### [Extracto del documento]
>>>
Nosotros, digo, los que hacíamos teatro hace treinta o cuarenta años. Lo queríamos en nuestra adolescencia de estudiantes porque él, Antonin Artaud, significaba desparpajo y romper con una ideología teatral que se aferraba a viejas formas.
No sabíamos que Peter Brook ya lo había intentado, y que otros también habían navegado por las turbias aguas “del loco” con pobres resultados.
Y si lo sabíamos no nos importaba. Artaud fue un norte para todos los actores, también para escritores y otros artistas, pero sobretodo para los que aman el arte de actuar.
Un norte, porque él se atrevió a decir que el actor debía ser como el apestado que hace señas en el medio de la peste.
Un referente, porque insistía, entre otras cosas, en que el teatro debía alejarse de la literatura y debía acercarse al teatro oriental, que en aquellos lejanos tiempos apenas tocaba las costas formales del teatro de sala.
Antonin Artaud, breve biografía
Antonin Artaud, francés, nació a fines del siglo diecinueve, y vivió cincuenta y cuatro años. Allá por mil novecientos veinte se estableció en París. Fue actor y fundador del Théâtre Alfred Jarry.
Habría pasado desapercibido del futuro si no hubiera escrito un libro fundamental:”El teatro y su doble”.
Actuó muy poco. No se sabe en cuántas obras teatrales aplicó su método del “teatro de la crueldad” , aunque se piensa que en ninguna y que esa forma teatral es imposible de realizar.
Anais Nin lo menciona en sus eróticos diarios como uno de los tantos que andaba en los rincones de la marginalidad allá en el Paris de los años 30.
El teatro de Artaud quería romper con la tradición del texto, apoyándose más en las imágenes y menos en la palabra.
<<<
### [Extractos de registros]
>>>
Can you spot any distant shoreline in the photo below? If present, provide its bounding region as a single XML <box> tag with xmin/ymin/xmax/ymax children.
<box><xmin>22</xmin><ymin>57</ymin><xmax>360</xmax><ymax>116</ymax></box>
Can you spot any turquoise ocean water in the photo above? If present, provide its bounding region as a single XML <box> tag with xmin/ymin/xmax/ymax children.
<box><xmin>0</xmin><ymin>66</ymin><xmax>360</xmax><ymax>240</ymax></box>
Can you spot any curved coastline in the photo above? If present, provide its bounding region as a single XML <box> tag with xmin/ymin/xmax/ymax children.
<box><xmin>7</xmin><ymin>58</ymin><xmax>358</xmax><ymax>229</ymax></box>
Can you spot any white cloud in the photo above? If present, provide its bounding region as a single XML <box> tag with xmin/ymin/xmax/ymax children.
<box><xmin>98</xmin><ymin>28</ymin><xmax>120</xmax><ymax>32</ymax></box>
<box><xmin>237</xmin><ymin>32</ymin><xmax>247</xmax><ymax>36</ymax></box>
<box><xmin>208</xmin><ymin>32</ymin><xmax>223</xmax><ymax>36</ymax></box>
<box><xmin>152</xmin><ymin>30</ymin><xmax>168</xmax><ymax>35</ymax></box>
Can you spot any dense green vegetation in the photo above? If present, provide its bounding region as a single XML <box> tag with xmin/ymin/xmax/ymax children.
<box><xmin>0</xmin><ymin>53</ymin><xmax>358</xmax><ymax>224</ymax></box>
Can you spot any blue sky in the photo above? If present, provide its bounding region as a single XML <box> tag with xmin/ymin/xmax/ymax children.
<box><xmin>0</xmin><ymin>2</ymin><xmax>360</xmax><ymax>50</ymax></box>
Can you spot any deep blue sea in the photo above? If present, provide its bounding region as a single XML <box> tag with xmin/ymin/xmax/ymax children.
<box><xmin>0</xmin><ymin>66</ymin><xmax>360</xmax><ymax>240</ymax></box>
<<<
### [Qué hacer]
(a) Responde estas preguntas con datos del texto sobre Artaud:
(i) ¿En qué ciudad se estableció Artaud hacia 1920?
(ii) ¿Qué teatro fundó?
(iii) ¿Quién lo menciona en sus diarios?
(b) Enumera todas las personas que el texto sobre Artaud nombra, sin contar el nombre del teatro que él fundó.
(c) Retoma el texto sobre Antonin Artaud a partir de su última oración y continúalo.

### [Respuestas por tarea]
(a)
(i) En París.
(ii) El Théâtre Alfred Jarry.
(iii) Anais Nin.

(b) Antonin Artaud, Peter Brook, Anais Nin

(c)
El teatro que Antonin imaginaba debía tener un lenguaje propio, no solamente que expresara esas imágenes, sino que posibilitara la construcción de un mundo simbólico específico y propio y que tuviera el valor de comunicar con ese lenguaje historias de la imaginación de los teatristas.
No existiría en ese teatro el dramaturgo, pues no hay texto que representar sino una secuencia de imágenes puras, abstractas, creadas en forma específica para la escena.
Autorretrato de Antonin Artaud
Desde el punto de vista formal ponía el acento en este enfoque, sin embargo algo interesante es que a los actores no los veía como máquinas de este mundo imaginativo, sino como pequeños poetas que representaban sus propios mundos.
Es por eso que decía que el actor debía ser “un atleta del corazón”, algo que muchos actores superficiales han olvidado.
Porque si el actor se expone y es como quiere Artaud: un vidente, un endemoniado, un chaman… el actor ocupa entonces el lugar olvidado del brujo y la escena se transforma en un ritual purificador.
Antonin Artaud y la locura
Nada más ni nada menos proponía este hombre que murió en una celda de locura al igual que muchos pequeños iluminados.
Hoy quedan pocos que lo admiren. Quizá por la imposibilidad de concretar su propuesta o por la exigencia de su visión, o porque el teatro que intentó inventar se llamó “de la crueldad” y exige cierto renunciamiento al ego que pocos quieren cultivar.
Sin embargo quien alguna vez lo quiso, hoy lo sigue queriendo, quien alguna vez amó la teoría que ponía al actor en el centro de la escena, esa que proponía manipular las energías para producir un cambio en el espíritu de los unos y los otros, lo sigue admirando.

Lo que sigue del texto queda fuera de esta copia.